**原文節錄**
┌──

[翻譯文學] 一頭想要被吃掉的豬 作者:朱利安·巴吉尼(已完成)

 
waterkcl 2019-2-10 09:45:54 發表於 其它小說 [顯示全部樓層] 只看大圖 回覆獎勵 閱讀模式 101 19495
waterkcl 發表於 2019-2-11 09:39

19. 幻想破滅

  怪異的威勒費爾德教派成員在聖希爾達豪格登會所過著隱居生活。除了領導者,所有成員都不許接觸外界。他們接受教誨,認為現實世界就如同肥皂劇所描繪的那樣——那是他們唯一能看的電視節目。對威勒費爾德人來說,《加冕街》《大膽而美麗》《倫敦東區》《鄰居》都不是虛構的故事,而是反映現實生活的紀錄片。由於大部分教派成員都出生在當地的社群中,因此要矇蔽大家並不難。

  不過,有一天,有點反叛的門徒肯尼斯決定離開豪格登會所,去他經常在祭壇箱上看到的地方。當然,這是被嚴格禁止的,但肯尼斯仍設法逃離了這個地方。

  肯尼斯對自己看到的一切感到吃驚。最讓他吃驚的是他找到加冕街時,發現這條街並非在威勒費爾德真實存在,只是格瑞那達攝影棚裡的佈景。

  但當肯尼斯偷偷返回會所並且告訴其他門徒所發現的一切時,他被當成了瘋子。「你永遠都不該離開這裡。」他們說,「外面很不安全,你的腦子騙了你!」因此,他們將肯尼斯趕出了社群,禁止他再進入。

  ——資料來源:柏拉圖《理想國》中的洞穴寓言,公元前360年。

  威勒費爾德人的故事明顯是一則寓言,但是故事中的各個元素到底代表什麼?

  有許多方式可以解讀這則寓言。有些人認為,日常經驗的世界是幻覺,通往現實世界的大門需要藉由神聖的藥物或冥想才能打開。提到自己曾藉由這種方式看到真理的人,經常被當成吸毒者或瘋子,但是這些人認為我們才是笨蛋,深陷有限的感官經驗世界卻無法發現。

└──

**記錄資料**
┌──

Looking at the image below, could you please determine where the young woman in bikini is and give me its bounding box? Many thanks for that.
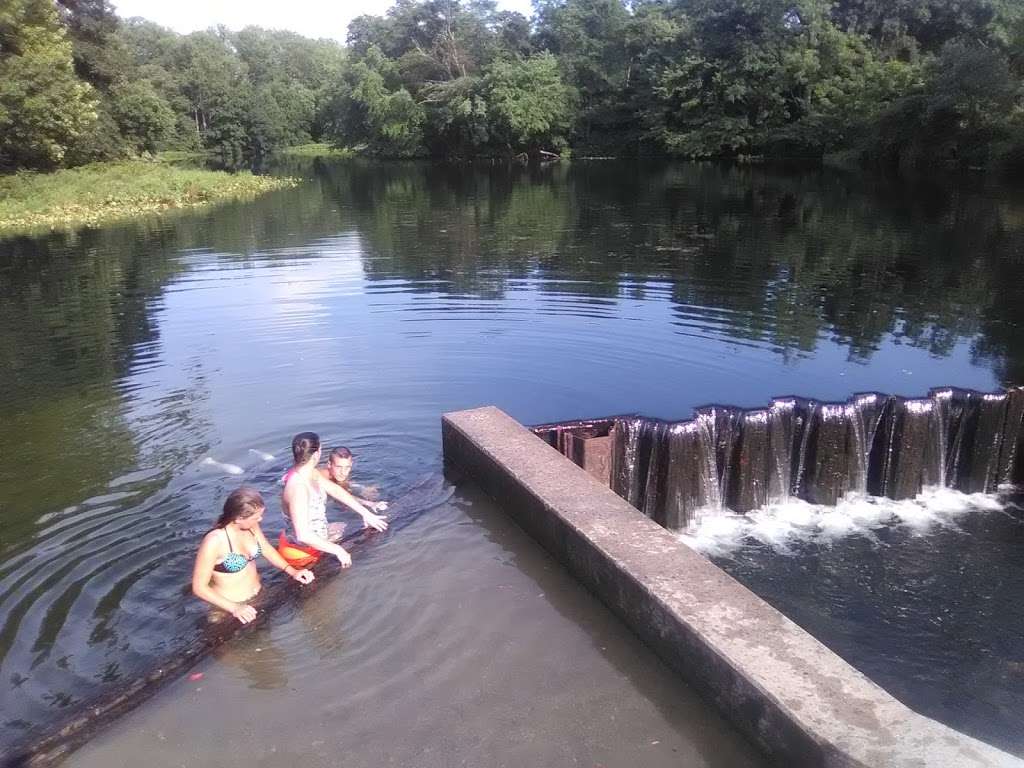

└──

**任務目標**
請從最後一句之後接續撰寫這篇討論威勒費爾德教派寓言的文字。

**練習答案**
  更無趣的是,在現實生活中,威勒費爾德人並不質疑自己被教導的東西,他們完全接受生活中看到的一切表面現象。他們也許不會真的相信肥皂劇的內容,但是他們不加批判地接受既有的知識,包括在報紙上讀到的和在電視上看到的。確切的內容到底是什麼取決於他們如何被社會化。因此,舉例來說,有些人認為只有瘋子才會相信美國總統犯了恐怖主義的罪行,其他人則認為瘋子才會覺得美國總統其實是個聰明的傢伙。

  這就提出了一個問題,聖希爾達豪格登會所在現實世界中的對應物是什麼。我們不會真的用牆將自己完全封閉起來,但我們的確用許多更微妙的方式限定了自己的經驗範圍。若是只讀一份報紙,就嚴重限制了自己的思維空間;若是只跟有共識的人討論政治,就是在自我的小世界周遭樹立起另一道隱喻的柵欄;若是從未試著從別人的角度看世界,更別說嘗試他人的做法,那麼你就只是躲在你為自己建造的狹小舒適的世界中不願往牆外看。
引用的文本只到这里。